#Warntag2020 – Wenn die Apokalypse droht

Es war #Warntag2020. Habt ihr euch auch alle so darauf gefreut? Und was ist am Ende passiert? Vielerorts in Good Old Germany war so rein gar nichts zu merken. Nennen wir das nun Desaster? Oder ist es „Typisch deutsch“? Was ist das nun eigentlich gewesen? Man steht da einigermaßen überfordert einigen Fragen gegenüber. Klar ist, dass das Ganze wunderbar aufgezeigt hat, dass wir verraten und verkauft sind, wenn denn wirklich mal eine „Zombie-Apokalypse“ drohen würde. Schauen wir uns das mal an.

Was sollte das mit dem #Warntag2020?

Am 10. September 2020 sollten bundesweit „pünktlich um 11 Uhr“ in ganz Deutschland die Warnsysteme erprobt werden. Das Ganze schlug schon Tage vorher unter dem Hashtag #Warntag2020 hohe Wellen in den sozialen Netzwerken. Das begann mit so witzigen Posts wie „Was zieht man denn zu so einem Anlass an?“ und ging bis zu Verschwörungstheorien, dass mit den Schallwellen die Gedanken umprogrammiert werden sollen. Naja, wie das eben immer so ist.

• **VERFÜGBARE DATEN**:
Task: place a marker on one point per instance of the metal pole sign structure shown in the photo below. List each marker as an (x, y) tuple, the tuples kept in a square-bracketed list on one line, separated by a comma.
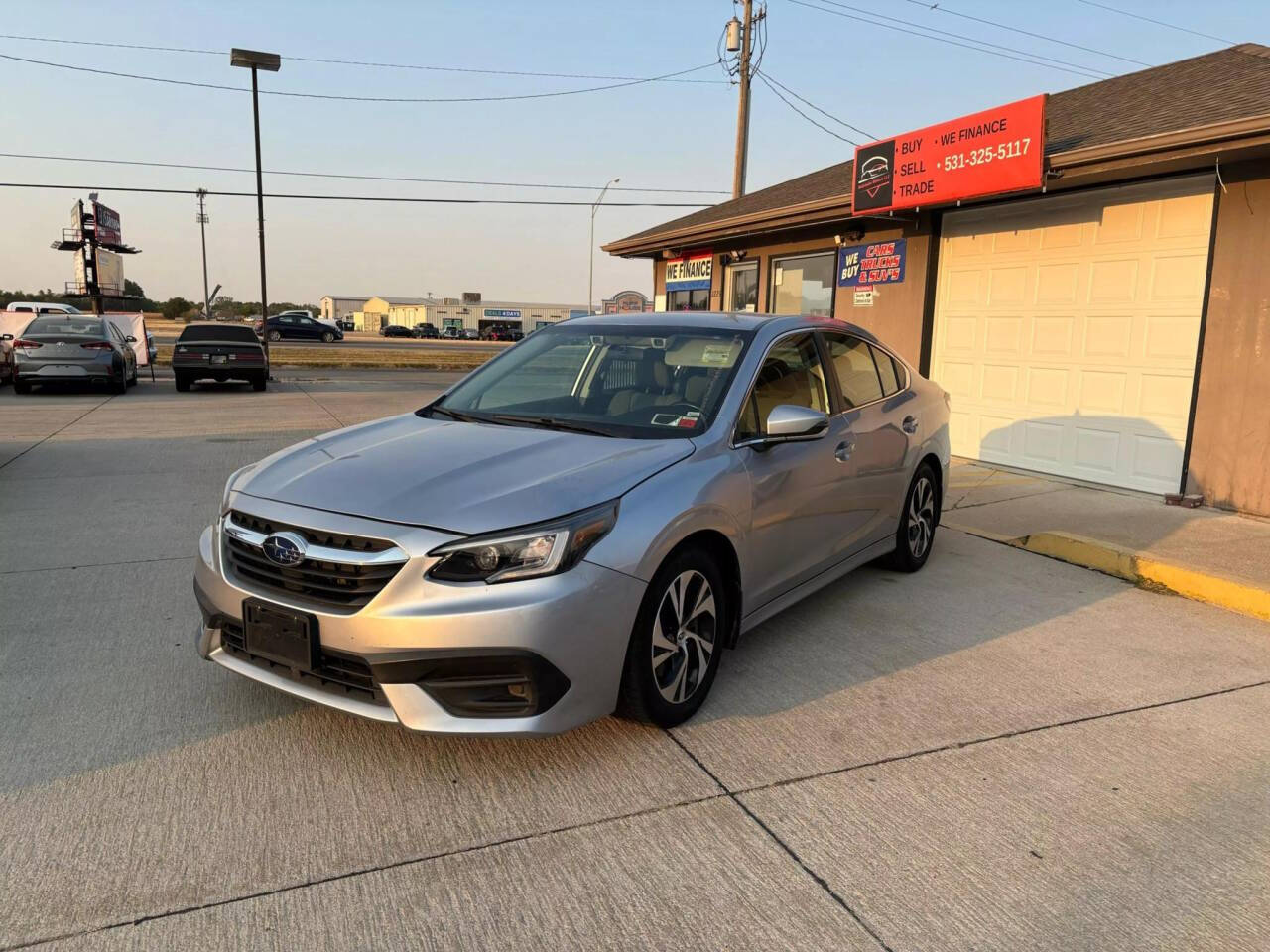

• **AUFGABENLISTE**:
[1] Wann sollten laut dem Text zum Warntag 2020 die Warnsysteme in ganz Deutschland erprobt werden?
[2] Gib aus dem Text zum Warntag 2020 die Passage von „Am 10. September“ bis „immer so ist.“ erneut wieder und benenne darin „Warnsysteme“ in „Alarmsysteme“ um.
[3] Schreibe den Text zum Warntag 2020 im Anschluss an seinen letzten Satz weiter.

• **ANTWORTEN**:
[1] Am 10. September 2020 um 11 Uhr.

[2]
Am 10. September 2020 sollten bundesweit „pünktlich um 11 Uhr“ in ganz Deutschland die Alarmsysteme erprobt werden. Das Ganze schlug schon Tage vorher unter dem Hashtag #Warntag2020 hohe Wellen in den sozialen Netzwerken. Das begann mit so witzigen Posts wie „Was zieht man denn zu so einem Anlass an?“ und ging bis zu Verschwörungstheorien, dass mit den Schallwellen die Gedanken umprogrammiert werden sollen. Naja, wie das eben immer so ist.

[3]
Xavier Naidoo zum #Warntag2020
Xavier Naidoo zum #Warntag2020

Als Warnsysteme wurden Sirenen, Meldungen in Funk und Fernsehen, Posts in den sozialen Netzwerken und Meldungen in den Katastrophenschutz-Apps KatWarn und NINA angesehen. Aber ganz ehrlich: Wenn wirklich etwas schlimmes passieren würde, wäre Deutschland eben nicht darauf vorbereitet. Vielleicht wollten die Behörden – allen voran das BBK, das Bundesamt für Bevölkerungsschutz und Katastrophenhilfe – nur testen, was überhaupt funktioniert.

Wenn das der Hintergrund war, dann steht fest, dass eben nicht allzu viel wirklich gut funktioniert. Das beginnt bei NINA, der Notfall-Informations-und-Nachrichten-App des BBK, hört bei den Sirenen auf den Dächern der Feuerwehren nicht auf. Es gibt viel zu tun. Es ist klar, wenn man jahrzehntelang auf Verschleiß gefahren ist. Die Behörden und Ministerien müssen hier ganz klar in die Bütt gehen und eine klare Verbesserung schaffen.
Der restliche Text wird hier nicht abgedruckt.